[Stored data entries]
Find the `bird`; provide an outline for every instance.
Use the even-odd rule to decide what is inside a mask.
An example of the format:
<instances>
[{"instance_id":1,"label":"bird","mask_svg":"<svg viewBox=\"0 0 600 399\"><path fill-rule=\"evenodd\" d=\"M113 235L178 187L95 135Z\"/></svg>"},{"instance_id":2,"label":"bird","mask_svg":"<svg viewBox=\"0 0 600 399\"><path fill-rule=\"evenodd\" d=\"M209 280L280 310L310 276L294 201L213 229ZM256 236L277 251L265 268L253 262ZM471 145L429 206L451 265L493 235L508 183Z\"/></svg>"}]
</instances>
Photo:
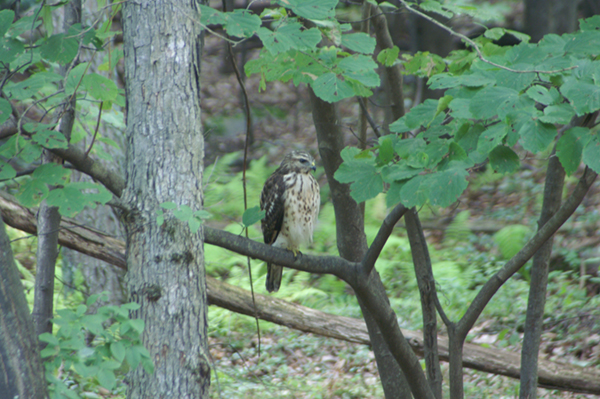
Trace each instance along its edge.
--
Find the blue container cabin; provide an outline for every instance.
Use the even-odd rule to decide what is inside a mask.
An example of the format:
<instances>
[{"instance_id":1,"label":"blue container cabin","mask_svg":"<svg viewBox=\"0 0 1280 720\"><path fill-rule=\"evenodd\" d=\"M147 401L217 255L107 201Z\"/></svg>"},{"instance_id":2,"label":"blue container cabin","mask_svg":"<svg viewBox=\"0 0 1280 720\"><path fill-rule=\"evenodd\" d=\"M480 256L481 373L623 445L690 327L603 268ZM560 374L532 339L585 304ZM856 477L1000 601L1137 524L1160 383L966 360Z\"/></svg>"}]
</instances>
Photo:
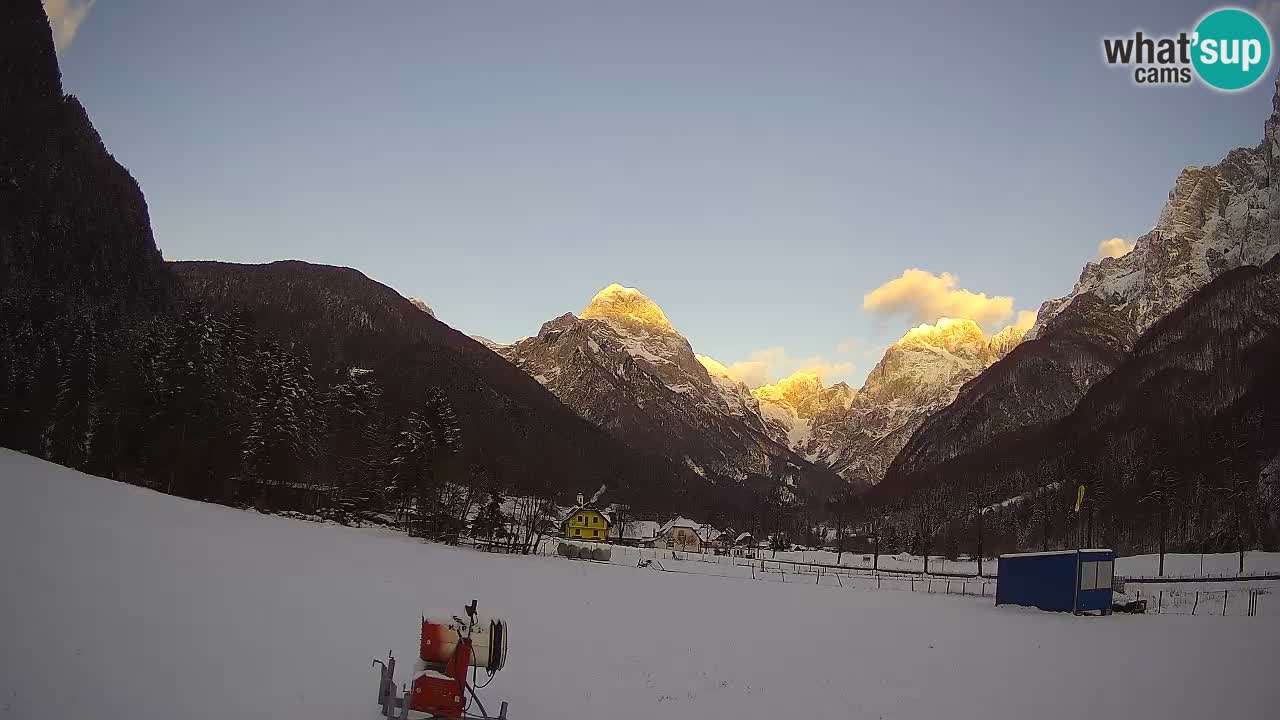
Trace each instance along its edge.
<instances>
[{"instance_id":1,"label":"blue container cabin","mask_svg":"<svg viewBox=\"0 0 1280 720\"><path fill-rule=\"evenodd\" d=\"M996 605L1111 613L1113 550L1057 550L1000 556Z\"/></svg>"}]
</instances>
...
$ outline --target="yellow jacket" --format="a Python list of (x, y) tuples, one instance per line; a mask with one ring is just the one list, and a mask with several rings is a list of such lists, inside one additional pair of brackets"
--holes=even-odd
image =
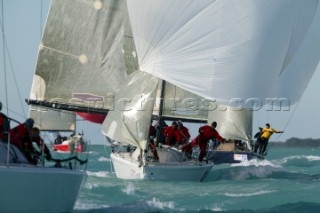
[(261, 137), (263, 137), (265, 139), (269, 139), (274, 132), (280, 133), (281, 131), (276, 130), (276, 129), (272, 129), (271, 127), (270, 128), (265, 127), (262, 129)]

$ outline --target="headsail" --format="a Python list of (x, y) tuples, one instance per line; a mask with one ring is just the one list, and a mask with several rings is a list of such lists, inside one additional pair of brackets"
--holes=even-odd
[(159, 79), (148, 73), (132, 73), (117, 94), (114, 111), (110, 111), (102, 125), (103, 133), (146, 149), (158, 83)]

Work instructions:
Across all the entries above, how many lines hold the word "Find"? Answer with the number only.

Reply:
2